■ Instructions to follow
As you work through the listing below, copy each line exactly and drop the images.

■ Data under study
━━━━━━━━━━━━━━━━━━━━

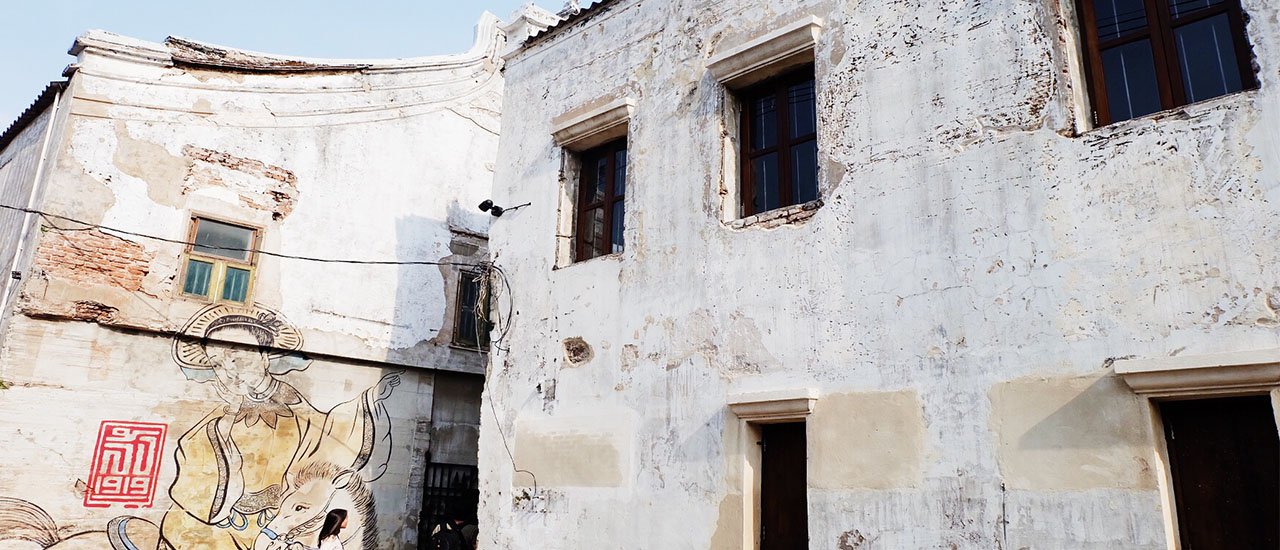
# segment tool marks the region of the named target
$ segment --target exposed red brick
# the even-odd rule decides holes
[[[137,291],[151,260],[142,245],[97,229],[48,230],[36,249],[35,263],[51,279]]]
[[[222,178],[219,178],[216,173],[208,169],[202,170],[199,163],[221,166],[237,172],[269,179],[276,183],[266,190],[265,195],[242,196],[241,201],[254,208],[271,210],[272,217],[277,220],[284,219],[285,216],[288,216],[293,211],[293,203],[298,194],[298,177],[293,172],[260,160],[239,157],[194,145],[183,147],[182,154],[193,161],[198,161],[191,164],[187,174],[188,180],[198,181],[202,185],[226,186]]]
[[[76,302],[74,313],[72,314],[77,320],[91,321],[95,323],[110,323],[116,318],[116,314],[120,310],[101,302],[92,300],[80,300]]]

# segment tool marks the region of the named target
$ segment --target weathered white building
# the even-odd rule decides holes
[[[465,505],[503,44],[77,39],[0,138],[0,547],[314,546],[343,507],[411,548]]]
[[[1275,547],[1278,53],[1261,0],[526,40],[481,547]]]

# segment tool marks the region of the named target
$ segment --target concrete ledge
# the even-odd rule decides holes
[[[1280,387],[1280,349],[1121,359],[1116,374],[1153,397],[1270,391]]]
[[[707,69],[729,88],[750,86],[813,61],[822,19],[809,16],[740,46],[717,53]]]
[[[728,225],[734,229],[746,229],[748,227],[755,226],[773,228],[781,225],[800,223],[812,218],[814,214],[817,214],[818,209],[822,208],[823,204],[822,199],[812,200],[779,208],[777,210],[762,212],[754,216],[747,216],[745,218],[733,220],[729,222]]]
[[[804,420],[818,400],[815,388],[797,388],[729,396],[729,410],[738,418],[757,424]]]
[[[556,145],[583,151],[627,135],[627,123],[635,111],[629,97],[616,99],[596,109],[560,122],[551,129]]]

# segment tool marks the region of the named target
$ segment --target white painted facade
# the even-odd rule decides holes
[[[6,242],[38,228],[0,333],[0,548],[132,548],[117,528],[140,548],[314,546],[319,524],[293,506],[317,495],[336,500],[312,514],[354,506],[347,548],[417,547],[428,462],[476,460],[486,358],[454,331],[462,273],[488,257],[475,205],[496,158],[500,25],[486,14],[463,54],[374,61],[76,40],[63,114],[0,151],[4,204],[35,187],[32,206],[60,216],[0,212]],[[252,307],[184,295],[193,217],[258,230]],[[261,385],[227,397],[229,367],[209,365],[255,347],[245,361],[269,374],[236,375]],[[104,421],[167,426],[144,504],[101,504]]]
[[[1065,0],[616,0],[514,49],[481,547],[753,548],[735,402],[807,421],[810,548],[1175,547],[1113,364],[1280,347],[1280,12],[1243,6],[1259,90],[1101,128]],[[708,65],[812,18],[824,204],[739,220]],[[557,140],[625,104],[626,247],[572,263]]]

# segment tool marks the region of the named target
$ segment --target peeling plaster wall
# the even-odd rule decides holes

━━━━━━━━━━━━━━━━━━━━

■ Answer space
# segment tool marks the region of the named target
$ segment --target exposed red brick
# the even-odd rule decides holes
[[[137,291],[151,260],[142,245],[97,229],[48,230],[36,249],[35,263],[51,279]]]
[[[222,178],[219,178],[216,173],[208,169],[202,170],[199,163],[221,166],[237,172],[269,179],[276,183],[266,190],[265,195],[242,196],[241,201],[254,208],[271,210],[272,217],[277,220],[284,219],[285,216],[288,216],[293,211],[293,203],[298,194],[298,177],[293,172],[260,160],[239,157],[194,145],[183,147],[182,154],[193,161],[198,161],[191,164],[187,174],[188,180],[198,181],[202,185],[226,186]]]
[[[76,302],[74,313],[72,314],[77,320],[91,321],[95,323],[110,323],[116,318],[116,314],[120,310],[101,302],[92,300],[80,300]]]

# segment tool marks the region of the named target
$ segment --target weathered white building
# the even-odd rule decides holes
[[[465,505],[503,44],[77,39],[0,138],[0,547],[314,546],[343,507],[411,548]]]
[[[1275,547],[1278,53],[1261,0],[526,40],[481,547]]]

# segment tool marks the region of the named target
$ segment --target concrete ledge
# the even-odd rule decides holes
[[[1280,387],[1280,349],[1121,359],[1116,374],[1153,397],[1270,391]]]
[[[707,69],[729,88],[750,86],[813,61],[822,19],[809,16],[740,46],[717,53]]]
[[[728,225],[734,229],[746,229],[748,227],[755,226],[773,228],[781,225],[800,223],[812,218],[814,214],[817,214],[818,209],[822,208],[823,204],[822,199],[812,200],[779,208],[777,210],[762,212],[754,216],[747,216],[745,218],[733,220],[729,222]]]
[[[804,420],[818,400],[815,388],[797,388],[729,396],[729,410],[738,418],[757,424]]]
[[[556,145],[583,151],[627,135],[627,123],[635,111],[629,97],[616,99],[596,109],[560,122],[551,129]]]

# segment tool marks the region of the named target
$ segment --target white painted facade
# the even-odd rule decides holes
[[[6,242],[38,228],[0,333],[0,548],[132,548],[117,528],[140,548],[314,546],[319,524],[293,506],[317,495],[336,500],[312,514],[354,506],[347,548],[417,547],[428,462],[476,460],[486,358],[454,331],[462,273],[488,257],[475,205],[496,158],[500,25],[486,14],[463,54],[374,61],[76,40],[63,114],[0,151],[4,204],[35,187],[32,206],[60,216],[0,212]],[[252,307],[184,295],[193,217],[258,230]],[[261,385],[227,397],[229,367],[209,365],[255,347],[245,361],[269,374],[236,375]],[[104,421],[167,426],[144,504],[101,504]]]
[[[1065,0],[616,0],[514,49],[481,547],[753,548],[735,402],[807,421],[810,548],[1175,547],[1113,364],[1280,347],[1280,12],[1243,6],[1259,90],[1101,128]],[[708,65],[812,18],[824,204],[739,220]],[[557,140],[625,104],[626,247],[572,263]]]

# segment tool marks the region of the named target
$ segment --target peeling plaster wall
# the even-odd rule decides holes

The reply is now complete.